-- TASK INSTRUCTIONS --
Reproduce verbatim the stretch from the line containing "Shot-chart audit: point to every instance of the arched" through the end of the entries.

(Pointing entries)
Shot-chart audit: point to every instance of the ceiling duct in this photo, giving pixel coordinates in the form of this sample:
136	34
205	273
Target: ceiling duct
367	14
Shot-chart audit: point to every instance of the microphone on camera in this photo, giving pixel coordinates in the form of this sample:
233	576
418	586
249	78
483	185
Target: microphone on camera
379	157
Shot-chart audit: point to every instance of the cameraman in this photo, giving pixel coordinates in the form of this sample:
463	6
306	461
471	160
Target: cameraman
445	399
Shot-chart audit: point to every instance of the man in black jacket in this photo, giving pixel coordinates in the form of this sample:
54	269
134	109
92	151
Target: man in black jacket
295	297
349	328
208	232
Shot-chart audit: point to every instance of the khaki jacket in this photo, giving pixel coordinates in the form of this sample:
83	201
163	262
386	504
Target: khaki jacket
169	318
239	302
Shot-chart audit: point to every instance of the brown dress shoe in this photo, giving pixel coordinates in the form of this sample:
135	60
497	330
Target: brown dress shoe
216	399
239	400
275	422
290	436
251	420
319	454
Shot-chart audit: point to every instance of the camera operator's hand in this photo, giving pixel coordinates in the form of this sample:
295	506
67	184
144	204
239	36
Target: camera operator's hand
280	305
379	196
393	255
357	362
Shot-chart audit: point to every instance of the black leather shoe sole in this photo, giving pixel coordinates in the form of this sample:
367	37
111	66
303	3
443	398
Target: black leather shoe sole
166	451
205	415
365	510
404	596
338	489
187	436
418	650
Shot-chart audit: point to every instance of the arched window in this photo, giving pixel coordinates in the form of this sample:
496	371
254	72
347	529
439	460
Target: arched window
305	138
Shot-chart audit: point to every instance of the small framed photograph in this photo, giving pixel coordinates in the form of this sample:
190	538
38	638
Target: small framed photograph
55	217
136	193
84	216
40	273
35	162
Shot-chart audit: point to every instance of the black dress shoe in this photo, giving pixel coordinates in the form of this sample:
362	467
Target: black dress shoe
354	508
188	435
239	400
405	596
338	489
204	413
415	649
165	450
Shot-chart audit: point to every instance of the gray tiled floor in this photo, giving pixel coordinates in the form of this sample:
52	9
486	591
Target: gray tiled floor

-- EXPECTED OUTPUT --
Shot-chart audit: point to every instance of the arched window in this photo, giving pixel coordinates in the form of this sample:
496	371
254	72
347	529
439	460
Target: arched window
305	138
Shot-chart audit: point to every instance of the small framed photograph in this photo, giving pixel coordinates in the form of this sample:
190	538
38	638
Target: small framed photograph
55	217
136	193
84	216
40	273
35	162
Shot-chart audit: point to every instance of the black dress shoe in this photo, giving pixel coordinates in the form of this sample:
362	467
Target: black dress shoe
354	508
188	435
239	400
405	596
338	489
204	413
415	649
165	450
Shot-chart audit: point to every instance of the gray tiled floor in this photo, giving pixel coordinates in the form of this sample:
52	9
486	591
Target: gray tiled floor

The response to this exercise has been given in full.